** start of Provided information **

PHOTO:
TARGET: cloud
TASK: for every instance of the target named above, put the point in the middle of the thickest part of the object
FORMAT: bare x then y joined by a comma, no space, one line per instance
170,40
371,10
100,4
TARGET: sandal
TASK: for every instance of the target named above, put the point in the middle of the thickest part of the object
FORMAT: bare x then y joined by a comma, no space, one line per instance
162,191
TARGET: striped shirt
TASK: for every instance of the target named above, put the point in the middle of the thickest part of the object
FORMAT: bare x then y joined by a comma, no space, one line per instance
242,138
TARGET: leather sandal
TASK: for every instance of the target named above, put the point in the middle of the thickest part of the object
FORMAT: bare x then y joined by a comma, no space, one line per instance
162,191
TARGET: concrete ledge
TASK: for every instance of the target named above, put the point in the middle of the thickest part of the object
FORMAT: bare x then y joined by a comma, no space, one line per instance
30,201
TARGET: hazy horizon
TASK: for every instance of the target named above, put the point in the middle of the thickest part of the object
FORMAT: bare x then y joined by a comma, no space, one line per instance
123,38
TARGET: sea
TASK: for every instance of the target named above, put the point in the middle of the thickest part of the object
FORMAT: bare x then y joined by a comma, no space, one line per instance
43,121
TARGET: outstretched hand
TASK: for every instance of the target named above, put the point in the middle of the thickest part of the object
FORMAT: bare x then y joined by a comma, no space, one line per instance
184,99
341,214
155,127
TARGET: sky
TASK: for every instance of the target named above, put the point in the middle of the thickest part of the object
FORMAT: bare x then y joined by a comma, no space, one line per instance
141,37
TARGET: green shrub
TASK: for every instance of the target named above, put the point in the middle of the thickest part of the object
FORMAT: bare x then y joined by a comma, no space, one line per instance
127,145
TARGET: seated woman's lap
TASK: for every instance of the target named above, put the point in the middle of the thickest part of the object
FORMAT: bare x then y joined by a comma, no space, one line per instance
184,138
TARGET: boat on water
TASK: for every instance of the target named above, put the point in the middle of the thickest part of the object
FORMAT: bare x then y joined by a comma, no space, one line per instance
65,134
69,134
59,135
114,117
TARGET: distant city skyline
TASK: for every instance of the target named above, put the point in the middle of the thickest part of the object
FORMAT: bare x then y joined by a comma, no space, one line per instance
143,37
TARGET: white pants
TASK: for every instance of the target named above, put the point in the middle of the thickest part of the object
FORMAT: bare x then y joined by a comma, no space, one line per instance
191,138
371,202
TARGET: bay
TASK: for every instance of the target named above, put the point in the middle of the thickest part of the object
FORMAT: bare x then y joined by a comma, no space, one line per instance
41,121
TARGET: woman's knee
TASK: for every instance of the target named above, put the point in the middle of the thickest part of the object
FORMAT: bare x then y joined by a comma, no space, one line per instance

** end of Provided information **

▶ [What to produce]
Please copy the entries from the line with "TARGET: white pants" through the end of the entries, keeping every line and increasing each x and y coordinate of the points by 97.

▶ [Output below]
TARGET: white pants
TASK: for every instance of the target named above, put the point in the middle of the thickest part of the object
FORMAT: bare x then y joined by a comma, no space, one line per instance
288,235
468,299
TARGET: bay
TASK: for every instance of the target named above, put the point in the middle of the thickest part of the object
FORMAT: bare x then y joined by a comma, no space, one line per instance
138,218
TARGET: woman's knee
TASK: for every instance of the target named above, put the point in the middle of the thickest part of the object
FORMAT: bare x then y joined by a comma, no space, one line per instance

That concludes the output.